Provided text:

══════════

Frankly, digital lens surfacing is six times more accurate than conventional lens processing. Why? Because new digital surfacing equipment requires less tooling and has direct contact with the lens, which translates to greater accuracy. Think analog TV versus HD TV. You get the picture. Now here’s the result: highly defined vision with unmatched depth and clarity.
Choosing the right lens material for your eyeglass frames is an important step in the process. Our licensed opticians are trained to help you make the right selection based on the following parameters.
Polycarbonate: Although this material is impact-resistant, it still scratches easily. Truth is, it’s an older industry lens material, and while still functional, it’s not the best choice. Kind of like that VHS player you have stored away in the basement, it may still work, but modern technology offers other, more advanced alternatives. Still, it’s worth noting that children’s lenses should be made of polycarbonate or trivex for your child’s safety.
Trivex: This material is both impact- and scratch-resistant. No wonder our opticians like it the best. And because it’s also highly durable, Trivex is the preferred lens option for children’s eyeglasses, rimless and semi-rimless frames, and frames designed for safety eyewear. Hands down, it’s the most durable lens material available today.
Hi-Index: For people who want the lightest, thinnest specs with UV protection, hi-index lenses are the perfect solution. High on comfort and attractiveness, these lenses come in varying degrees of thinness, measured by an index that ranges from 1.6 – 1.67 – 1.70 – 1.74.
Our opticians can help you select a lens treatment or coating that’s right for you. Here’s a rundown of the options.
Scratch-Resistant Coating: Although this special coating helps resist scratches on the surface of the lens, it is not scratch-proof. If handled improperly, the lens can still be scratched.
UV Protection: Ultraviolet radiation can play a significant role in the development of various eye conditions, such as cataracts, skin cancer, pterygium and macular degeneration. That’s why we’re committed to only selling sunwear with 99- to 100-percent UV-A/UV-B protection.

══════════

Data:
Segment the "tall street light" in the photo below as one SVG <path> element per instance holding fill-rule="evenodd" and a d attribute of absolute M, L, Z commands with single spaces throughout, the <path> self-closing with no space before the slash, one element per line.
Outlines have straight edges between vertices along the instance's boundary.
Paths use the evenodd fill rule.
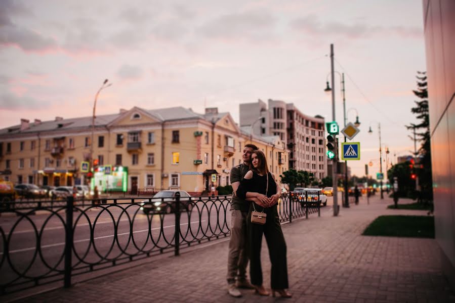
<path fill-rule="evenodd" d="M 382 179 L 384 178 L 382 174 L 382 149 L 381 148 L 381 123 L 378 123 L 378 129 L 379 132 L 379 172 L 381 173 L 381 198 L 384 199 L 384 193 L 383 193 L 382 190 Z M 369 129 L 368 130 L 368 133 L 371 133 L 373 132 L 373 131 L 371 130 L 371 127 L 369 127 Z"/>
<path fill-rule="evenodd" d="M 330 44 L 330 82 L 332 82 L 332 121 L 336 121 L 335 117 L 335 74 L 334 68 L 334 44 Z M 327 88 L 330 89 L 328 87 L 328 81 L 327 82 Z M 326 91 L 329 91 L 325 89 Z M 335 138 L 335 136 L 334 135 Z M 335 145 L 337 146 L 336 150 L 338 151 L 338 143 L 335 142 Z M 338 215 L 338 182 L 337 179 L 337 164 L 338 163 L 338 153 L 335 153 L 335 157 L 332 159 L 332 187 L 334 189 L 334 216 Z"/>
<path fill-rule="evenodd" d="M 92 116 L 92 139 L 90 141 L 90 165 L 93 165 L 93 144 L 94 142 L 93 142 L 93 136 L 94 132 L 95 131 L 95 111 L 96 109 L 96 101 L 98 99 L 98 95 L 100 94 L 100 92 L 104 88 L 106 87 L 109 87 L 111 85 L 112 85 L 112 83 L 107 84 L 108 80 L 106 79 L 104 80 L 104 82 L 103 82 L 103 85 L 101 85 L 101 87 L 100 87 L 100 89 L 98 89 L 98 91 L 96 92 L 96 94 L 95 95 L 95 102 L 93 104 L 93 114 Z"/>

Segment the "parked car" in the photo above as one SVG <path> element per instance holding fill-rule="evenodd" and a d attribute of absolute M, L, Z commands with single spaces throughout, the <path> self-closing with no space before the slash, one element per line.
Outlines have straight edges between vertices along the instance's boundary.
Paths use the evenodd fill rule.
<path fill-rule="evenodd" d="M 41 198 L 46 196 L 45 190 L 40 188 L 35 184 L 22 183 L 14 186 L 17 194 L 25 198 Z"/>
<path fill-rule="evenodd" d="M 317 199 L 316 196 L 311 194 L 308 194 L 311 192 L 317 192 L 319 194 L 319 200 L 321 204 L 324 206 L 327 205 L 327 196 L 322 193 L 322 190 L 320 188 L 309 188 L 307 187 L 296 187 L 291 193 L 291 196 L 295 196 L 296 198 L 300 202 L 306 202 L 308 199 L 308 201 L 311 201 L 313 199 Z"/>
<path fill-rule="evenodd" d="M 75 185 L 77 189 L 77 193 L 80 197 L 89 198 L 90 197 L 90 189 L 87 185 Z"/>
<path fill-rule="evenodd" d="M 331 187 L 324 187 L 322 189 L 322 193 L 327 196 L 334 195 L 334 188 Z"/>
<path fill-rule="evenodd" d="M 73 195 L 73 187 L 72 186 L 58 186 L 53 189 L 51 192 L 53 199 L 66 199 L 67 197 Z M 75 197 L 79 198 L 81 196 L 82 196 L 78 192 L 76 193 Z"/>
<path fill-rule="evenodd" d="M 51 186 L 51 185 L 41 185 L 39 187 L 46 191 L 46 196 L 49 197 L 51 196 L 51 191 L 53 189 L 55 189 L 55 186 Z"/>
<path fill-rule="evenodd" d="M 141 210 L 146 214 L 151 212 L 166 214 L 174 213 L 175 212 L 175 195 L 177 192 L 180 193 L 180 211 L 191 211 L 192 205 L 190 194 L 184 190 L 171 190 L 158 191 L 150 201 L 142 201 L 140 203 Z"/>

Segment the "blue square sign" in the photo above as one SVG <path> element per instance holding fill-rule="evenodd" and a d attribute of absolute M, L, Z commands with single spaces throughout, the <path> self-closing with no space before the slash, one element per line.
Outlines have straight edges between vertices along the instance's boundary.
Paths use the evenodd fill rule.
<path fill-rule="evenodd" d="M 360 142 L 343 142 L 341 143 L 341 160 L 360 160 Z"/>

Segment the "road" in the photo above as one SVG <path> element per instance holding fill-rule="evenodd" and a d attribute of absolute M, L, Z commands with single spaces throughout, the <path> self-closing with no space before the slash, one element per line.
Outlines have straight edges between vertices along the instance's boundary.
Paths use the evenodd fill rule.
<path fill-rule="evenodd" d="M 81 208 L 75 212 L 73 267 L 141 251 L 159 253 L 160 249 L 173 245 L 175 214 L 147 215 L 140 207 L 138 204 L 102 205 Z M 227 201 L 199 201 L 191 212 L 182 213 L 181 245 L 184 245 L 181 244 L 182 238 L 192 241 L 206 236 L 224 236 L 229 231 L 228 207 Z M 50 268 L 63 270 L 65 221 L 63 210 L 57 212 L 41 210 L 35 215 L 22 217 L 0 217 L 2 235 L 9 251 L 5 260 L 2 239 L 0 284 L 24 273 L 36 276 L 48 272 Z M 40 249 L 37 249 L 38 245 Z"/>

══════════

Work to be completed: Continue the text on eyeglass lenses and coatings, starting after its last sentence.

Reply to the task:
Anti-Reflective Coating: This is especially useful for night driving as it helps to avoid the blinding effect from headlights and streetlights. It’s also helpful for people who spend a great deal of time staring at a computer screen, which can lead to eye strain and is often associated with symptoms like blurry vision, dry eyes and irritation. Have you ever noticed that a glare on someone else’s eyeglasses can prevent you from seeing that person’s eyes? It simply means that his or her specs don’t have an anti-reflective coating. Over 90% of Arlington Optical patients prefer anti-reflective coating.
Polarization: A favorite of sports enthusiasts—especially boaters and fishermen—this technique blocks dangerously intense glare, which is the result of scattered light traveling in a horizontal direction. Polarized sunwear lenses reduce the glare with a special filter that blocks the intense reflected light.
Photochromatic: This type of lens gradually adjusts its tint level in response to UV light exposure. You may have heard of brands like Transitions or Driveware. Photochromatic lenses eliminate the need to switch to sunglasses when you venture outdoors for most activities. Much like sunblock protects your skin, these lenses block out 100 percent of the sun’s harmful UV rays. Unfortunately, because Transitions need UV light to activate, they won’t darken when you’re driving a car. That’s because car windshields have built-in UV blockers. Driveware, on the other hand, is always tinted and will darken in the car but will not transition to totally clear indoors, making it an outside-only lens.